# [Task statement]
Transcribe everything in the data word for word. Pictures are left out.

# [Dataset rows]
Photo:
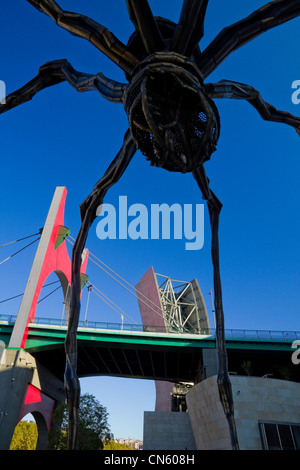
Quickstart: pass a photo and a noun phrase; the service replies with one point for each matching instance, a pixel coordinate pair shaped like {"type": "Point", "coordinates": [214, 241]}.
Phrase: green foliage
{"type": "Point", "coordinates": [93, 428]}
{"type": "Point", "coordinates": [113, 445]}
{"type": "Point", "coordinates": [25, 436]}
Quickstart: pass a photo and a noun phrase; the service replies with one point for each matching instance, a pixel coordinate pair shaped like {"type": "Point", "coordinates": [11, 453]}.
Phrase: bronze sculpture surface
{"type": "Point", "coordinates": [172, 119]}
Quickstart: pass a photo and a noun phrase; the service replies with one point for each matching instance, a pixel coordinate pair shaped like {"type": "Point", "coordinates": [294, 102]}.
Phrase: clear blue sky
{"type": "Point", "coordinates": [65, 138]}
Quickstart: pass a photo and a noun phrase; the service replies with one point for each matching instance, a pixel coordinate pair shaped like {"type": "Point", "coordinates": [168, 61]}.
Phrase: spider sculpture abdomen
{"type": "Point", "coordinates": [174, 123]}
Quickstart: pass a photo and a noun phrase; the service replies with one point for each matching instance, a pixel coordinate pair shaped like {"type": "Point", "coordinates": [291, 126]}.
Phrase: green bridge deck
{"type": "Point", "coordinates": [149, 353]}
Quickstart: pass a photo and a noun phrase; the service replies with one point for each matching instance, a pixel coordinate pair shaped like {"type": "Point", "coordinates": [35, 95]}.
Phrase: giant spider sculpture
{"type": "Point", "coordinates": [173, 121]}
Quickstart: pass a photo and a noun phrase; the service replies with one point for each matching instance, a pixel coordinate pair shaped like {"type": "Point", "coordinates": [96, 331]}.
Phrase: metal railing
{"type": "Point", "coordinates": [237, 334]}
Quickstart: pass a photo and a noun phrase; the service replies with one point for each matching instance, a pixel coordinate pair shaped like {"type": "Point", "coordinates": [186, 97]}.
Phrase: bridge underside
{"type": "Point", "coordinates": [169, 364]}
{"type": "Point", "coordinates": [119, 361]}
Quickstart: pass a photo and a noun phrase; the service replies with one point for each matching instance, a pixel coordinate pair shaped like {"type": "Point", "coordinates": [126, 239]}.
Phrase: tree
{"type": "Point", "coordinates": [93, 426]}
{"type": "Point", "coordinates": [25, 436]}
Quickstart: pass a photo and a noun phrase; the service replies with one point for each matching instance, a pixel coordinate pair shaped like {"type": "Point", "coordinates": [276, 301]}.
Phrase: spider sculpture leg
{"type": "Point", "coordinates": [238, 34]}
{"type": "Point", "coordinates": [229, 89]}
{"type": "Point", "coordinates": [59, 71]}
{"type": "Point", "coordinates": [88, 215]}
{"type": "Point", "coordinates": [224, 385]}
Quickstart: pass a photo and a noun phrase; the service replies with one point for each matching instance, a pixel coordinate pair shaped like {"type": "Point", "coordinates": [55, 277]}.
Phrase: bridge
{"type": "Point", "coordinates": [138, 351]}
{"type": "Point", "coordinates": [180, 347]}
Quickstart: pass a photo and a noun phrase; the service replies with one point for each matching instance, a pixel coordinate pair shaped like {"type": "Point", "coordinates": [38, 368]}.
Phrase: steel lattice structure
{"type": "Point", "coordinates": [173, 121]}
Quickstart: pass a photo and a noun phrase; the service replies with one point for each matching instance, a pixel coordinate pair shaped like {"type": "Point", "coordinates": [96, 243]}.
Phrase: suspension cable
{"type": "Point", "coordinates": [122, 311]}
{"type": "Point", "coordinates": [20, 295]}
{"type": "Point", "coordinates": [14, 254]}
{"type": "Point", "coordinates": [21, 239]}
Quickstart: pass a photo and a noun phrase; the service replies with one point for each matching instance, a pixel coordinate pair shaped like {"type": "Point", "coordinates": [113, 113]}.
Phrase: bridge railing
{"type": "Point", "coordinates": [258, 335]}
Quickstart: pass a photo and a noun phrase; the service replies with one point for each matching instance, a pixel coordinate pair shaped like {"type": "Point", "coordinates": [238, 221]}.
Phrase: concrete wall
{"type": "Point", "coordinates": [255, 399]}
{"type": "Point", "coordinates": [18, 371]}
{"type": "Point", "coordinates": [168, 431]}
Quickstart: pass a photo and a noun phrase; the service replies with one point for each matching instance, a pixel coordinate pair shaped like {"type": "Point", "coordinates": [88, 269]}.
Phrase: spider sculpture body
{"type": "Point", "coordinates": [173, 121]}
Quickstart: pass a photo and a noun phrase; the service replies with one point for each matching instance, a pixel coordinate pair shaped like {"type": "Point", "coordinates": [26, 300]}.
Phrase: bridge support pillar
{"type": "Point", "coordinates": [26, 387]}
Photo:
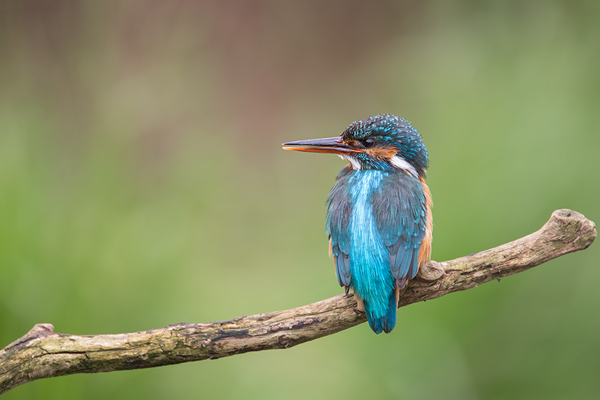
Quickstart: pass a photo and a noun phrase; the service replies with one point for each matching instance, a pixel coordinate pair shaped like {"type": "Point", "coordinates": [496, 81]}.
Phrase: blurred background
{"type": "Point", "coordinates": [142, 183]}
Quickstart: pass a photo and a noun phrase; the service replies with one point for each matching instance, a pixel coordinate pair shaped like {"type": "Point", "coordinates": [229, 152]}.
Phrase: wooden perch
{"type": "Point", "coordinates": [42, 353]}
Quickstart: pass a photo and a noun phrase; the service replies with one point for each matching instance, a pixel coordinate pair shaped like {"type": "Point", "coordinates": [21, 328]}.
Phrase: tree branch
{"type": "Point", "coordinates": [42, 353]}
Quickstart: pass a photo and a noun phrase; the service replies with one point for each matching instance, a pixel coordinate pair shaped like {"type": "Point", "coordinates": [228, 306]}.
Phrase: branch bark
{"type": "Point", "coordinates": [42, 353]}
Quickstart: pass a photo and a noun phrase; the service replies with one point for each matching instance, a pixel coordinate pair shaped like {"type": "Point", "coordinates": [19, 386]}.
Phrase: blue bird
{"type": "Point", "coordinates": [379, 219]}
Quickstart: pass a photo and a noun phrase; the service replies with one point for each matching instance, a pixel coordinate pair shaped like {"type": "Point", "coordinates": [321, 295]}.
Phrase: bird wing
{"type": "Point", "coordinates": [400, 210]}
{"type": "Point", "coordinates": [339, 210]}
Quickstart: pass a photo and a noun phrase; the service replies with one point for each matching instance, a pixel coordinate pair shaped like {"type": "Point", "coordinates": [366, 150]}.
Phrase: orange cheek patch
{"type": "Point", "coordinates": [382, 153]}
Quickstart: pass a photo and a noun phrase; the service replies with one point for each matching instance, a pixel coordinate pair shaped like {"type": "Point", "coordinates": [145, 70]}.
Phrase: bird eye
{"type": "Point", "coordinates": [368, 143]}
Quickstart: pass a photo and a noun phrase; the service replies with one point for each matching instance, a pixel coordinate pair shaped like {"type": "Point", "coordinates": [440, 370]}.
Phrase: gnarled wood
{"type": "Point", "coordinates": [42, 353]}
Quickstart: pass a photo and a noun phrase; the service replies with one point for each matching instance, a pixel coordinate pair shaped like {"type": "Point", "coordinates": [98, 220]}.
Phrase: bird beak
{"type": "Point", "coordinates": [333, 145]}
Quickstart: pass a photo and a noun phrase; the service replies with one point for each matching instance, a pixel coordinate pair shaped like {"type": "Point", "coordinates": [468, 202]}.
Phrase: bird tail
{"type": "Point", "coordinates": [384, 323]}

# [Answer to this task]
Photo:
Quickstart: pass a photo and a noun phrase; the service replies with one point for each matching instance, a pixel coordinate pair shaped like {"type": "Point", "coordinates": [214, 241]}.
Phrase: green foliage
{"type": "Point", "coordinates": [93, 428]}
{"type": "Point", "coordinates": [113, 445]}
{"type": "Point", "coordinates": [25, 436]}
Quickstart: pass a photo and a noun phrase; the service replies with one point for each matching instance, a pixel coordinate pair shaped like {"type": "Point", "coordinates": [11, 453]}.
Phrase: bronze sculpture surface
{"type": "Point", "coordinates": [172, 119]}
Quickstart: pass a photo and a noun phrase; the service replies with one point for each matching instance, a pixel coordinate pair shaped like {"type": "Point", "coordinates": [294, 102]}.
Phrase: clear blue sky
{"type": "Point", "coordinates": [65, 138]}
Quickstart: pass a photo and a noun phrase; the service replies with one point for each matching instance, a pixel coordinate pair shaped like {"type": "Point", "coordinates": [168, 61]}.
Phrase: spider sculpture abdomen
{"type": "Point", "coordinates": [174, 123]}
Quickstart: pass a photo and a noun phrase; the service replies with one point for each matching instance, a pixel coordinate pair shaped like {"type": "Point", "coordinates": [291, 126]}.
Phrase: green bridge deck
{"type": "Point", "coordinates": [149, 353]}
Quickstart: pass a photo and a noun phrase; the service replies with one point for each matching instance, a pixel coordinate pair shaped like {"type": "Point", "coordinates": [35, 95]}.
Phrase: giant spider sculpture
{"type": "Point", "coordinates": [173, 121]}
Quickstart: pass a photo and a noun phrase; the service replies with one point for each matching instance, a pixel coordinate pair shaped like {"type": "Point", "coordinates": [96, 331]}.
Phrase: metal railing
{"type": "Point", "coordinates": [237, 334]}
Quickstart: pass a photo and a noun phrase; the service replies with one point for each matching instance, a pixel coordinate pair shaped like {"type": "Point", "coordinates": [186, 97]}.
Phrase: bridge underside
{"type": "Point", "coordinates": [169, 364]}
{"type": "Point", "coordinates": [119, 361]}
Quickstart: pass a photo and a noun phrase; the service replies with one point for each matching instance, a pixel coordinate pair shaped like {"type": "Point", "coordinates": [126, 239]}.
Phrase: tree
{"type": "Point", "coordinates": [93, 426]}
{"type": "Point", "coordinates": [25, 436]}
Quickstart: pass a photo and a noun phrase; the service replies with one point for each matching instance, a pixel coordinate pair shaped like {"type": "Point", "coordinates": [276, 301]}.
Phrase: spider sculpture leg
{"type": "Point", "coordinates": [238, 34]}
{"type": "Point", "coordinates": [229, 89]}
{"type": "Point", "coordinates": [59, 71]}
{"type": "Point", "coordinates": [88, 215]}
{"type": "Point", "coordinates": [224, 385]}
Quickstart: pass a photo and a noun phrase; the service replies with one point for each matching instance, a pixel coordinate pair shaped like {"type": "Point", "coordinates": [55, 277]}.
Phrase: bridge
{"type": "Point", "coordinates": [138, 351]}
{"type": "Point", "coordinates": [180, 347]}
Quickstart: pass a photo and a noun phrase; the service replies with one point for each matching instance, a pixel coordinate pair shaped like {"type": "Point", "coordinates": [38, 368]}.
Phrase: steel lattice structure
{"type": "Point", "coordinates": [173, 121]}
Quickstart: pass a photo and a noun phrase; the service replies with one point for each matching instance, a pixel coordinate pair shaped like {"type": "Point", "coordinates": [96, 243]}.
Phrase: suspension cable
{"type": "Point", "coordinates": [122, 311]}
{"type": "Point", "coordinates": [20, 295]}
{"type": "Point", "coordinates": [14, 254]}
{"type": "Point", "coordinates": [21, 239]}
Quickstart: pass a photo and a noun phrase; the service replies with one point for each matching instance, a pixel coordinate pair shaped like {"type": "Point", "coordinates": [113, 113]}.
Phrase: bridge railing
{"type": "Point", "coordinates": [258, 335]}
Quickstart: pass a photo and a noun phrase; the service replies with one point for each matching instance, a pixel coordinate pair shaped like {"type": "Point", "coordinates": [238, 221]}.
Phrase: concrete wall
{"type": "Point", "coordinates": [255, 399]}
{"type": "Point", "coordinates": [18, 371]}
{"type": "Point", "coordinates": [168, 431]}
Quickstart: pass a photo and a noun phrase; the service replies with one point for each matching instance, a pixel coordinate pair shaped like {"type": "Point", "coordinates": [88, 269]}.
Phrase: spider sculpture body
{"type": "Point", "coordinates": [173, 121]}
Quickstart: pass a photo and a noun phrase; the service replies with one point for each matching instance, a pixel coordinate pair shaped like {"type": "Point", "coordinates": [26, 300]}.
Phrase: bridge support pillar
{"type": "Point", "coordinates": [26, 387]}
Photo:
Quickstart: pass a photo and a noun phrase; the service replies with one point for each matching instance, a pixel coordinate pair shaped like {"type": "Point", "coordinates": [496, 81]}.
Phrase: blurred background
{"type": "Point", "coordinates": [142, 183]}
Quickstart: pass a photo and a noun phrase; the service replies with one point for each matching instance, a pixel coordinate pair shaped like {"type": "Point", "coordinates": [229, 152]}.
Phrase: wooden perch
{"type": "Point", "coordinates": [42, 353]}
Quickstart: pass a photo and a noun phrase; the service replies with one point for each matching instance, a pixel coordinate pair shaped like {"type": "Point", "coordinates": [21, 328]}.
Phrase: tree branch
{"type": "Point", "coordinates": [42, 353]}
Quickstart: pass a photo and a noun phrase; the service replies with one point for each matching instance, a pixel coordinate pair shaped like {"type": "Point", "coordinates": [228, 306]}.
Phrase: branch bark
{"type": "Point", "coordinates": [42, 353]}
Quickstart: pass a photo and a noun phrase; the service replies with one point for each matching instance, a pixel coordinate pair shaped like {"type": "Point", "coordinates": [19, 386]}.
Phrase: blue bird
{"type": "Point", "coordinates": [379, 219]}
Quickstart: pass a photo and a noun phrase; the service replies with one point for each matching instance, a pixel coordinate pair shaped like {"type": "Point", "coordinates": [321, 295]}.
Phrase: bird wing
{"type": "Point", "coordinates": [400, 210]}
{"type": "Point", "coordinates": [339, 210]}
Quickstart: pass a photo and a noun phrase; the service replies with one point for each matching instance, a pixel coordinate pair shaped like {"type": "Point", "coordinates": [366, 150]}.
Phrase: orange cheek patch
{"type": "Point", "coordinates": [382, 153]}
Quickstart: pass a photo and a noun phrase; the service replies with one point for each matching instance, a pixel coordinate pair shaped like {"type": "Point", "coordinates": [145, 70]}.
Phrase: bird eye
{"type": "Point", "coordinates": [368, 143]}
Quickstart: pass a photo and a noun phrase; the service replies with one point for each matching instance, a pixel coordinate pair shaped like {"type": "Point", "coordinates": [440, 370]}.
Phrase: gnarled wood
{"type": "Point", "coordinates": [42, 353]}
Quickstart: pass a photo and a noun phrase; the service replies with one point for each matching instance, a pixel coordinate pair shaped like {"type": "Point", "coordinates": [98, 220]}.
Phrase: bird beak
{"type": "Point", "coordinates": [333, 145]}
Quickstart: pass a photo and a noun phrase; the service replies with one point for each matching instance, a pixel coordinate pair shaped like {"type": "Point", "coordinates": [468, 202]}.
Phrase: bird tail
{"type": "Point", "coordinates": [384, 323]}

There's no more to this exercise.